Instruction: In the entries that follow, identify the line containing "white car as a single marker per instance." and return it together with all later lines, exactly as they appear.

Exercise material:
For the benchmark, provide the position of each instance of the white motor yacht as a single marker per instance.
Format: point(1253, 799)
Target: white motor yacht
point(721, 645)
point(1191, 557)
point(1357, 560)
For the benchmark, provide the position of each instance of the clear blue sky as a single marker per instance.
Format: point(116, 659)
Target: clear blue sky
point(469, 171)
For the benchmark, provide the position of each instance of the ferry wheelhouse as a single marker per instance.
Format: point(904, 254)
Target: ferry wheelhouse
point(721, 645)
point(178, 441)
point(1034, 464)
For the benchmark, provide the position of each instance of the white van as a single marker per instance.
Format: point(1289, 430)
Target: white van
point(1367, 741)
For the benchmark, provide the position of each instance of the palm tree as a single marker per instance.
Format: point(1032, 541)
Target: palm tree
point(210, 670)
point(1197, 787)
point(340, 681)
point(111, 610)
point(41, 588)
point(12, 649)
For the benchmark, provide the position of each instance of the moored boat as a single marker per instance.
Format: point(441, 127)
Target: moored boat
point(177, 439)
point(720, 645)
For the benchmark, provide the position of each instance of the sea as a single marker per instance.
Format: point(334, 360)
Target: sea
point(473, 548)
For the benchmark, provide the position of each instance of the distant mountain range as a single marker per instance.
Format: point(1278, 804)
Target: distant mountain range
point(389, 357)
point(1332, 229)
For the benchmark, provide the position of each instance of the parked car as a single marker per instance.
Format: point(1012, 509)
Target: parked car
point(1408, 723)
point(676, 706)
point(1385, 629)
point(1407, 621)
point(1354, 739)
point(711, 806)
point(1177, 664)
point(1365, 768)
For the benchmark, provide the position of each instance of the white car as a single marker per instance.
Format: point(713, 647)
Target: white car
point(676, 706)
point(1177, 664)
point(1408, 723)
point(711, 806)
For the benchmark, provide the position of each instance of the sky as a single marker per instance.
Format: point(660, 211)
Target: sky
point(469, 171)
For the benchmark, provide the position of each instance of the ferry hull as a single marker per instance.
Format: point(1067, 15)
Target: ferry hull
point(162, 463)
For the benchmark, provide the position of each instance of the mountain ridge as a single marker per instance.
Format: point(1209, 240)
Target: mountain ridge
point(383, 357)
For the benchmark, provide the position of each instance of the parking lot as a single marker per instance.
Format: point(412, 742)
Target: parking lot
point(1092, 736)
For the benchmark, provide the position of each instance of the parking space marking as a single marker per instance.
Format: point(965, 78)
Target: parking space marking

Worked answer:
For the benchmark, provide the position of each instance of the white car as a single marker per instance.
Format: point(713, 647)
Target: white car
point(676, 706)
point(1177, 664)
point(1408, 723)
point(711, 806)
For the benchmark, provide the position of each instance of the sky as a single marker per instance.
Format: point(660, 211)
Target: sky
point(469, 171)
For the benchmark, provide the position of each instance of the ferry hull as a single marker per instance.
Format: point(1067, 15)
Target: ferry hull
point(162, 463)
For the benchmark, provide the position of each instance of the mountain ridge as a single marker per instance.
Format: point(1209, 240)
Target: mountain ridge
point(383, 357)
For the benchmark, provide the position of each instance of the parking lot as a single marker per instance.
Format: point(412, 742)
Target: parking lot
point(1092, 736)
For the benchmark, provide the position of each instance of the parking space marking as a single marker per instance.
Format: point(965, 78)
Target: parking space marking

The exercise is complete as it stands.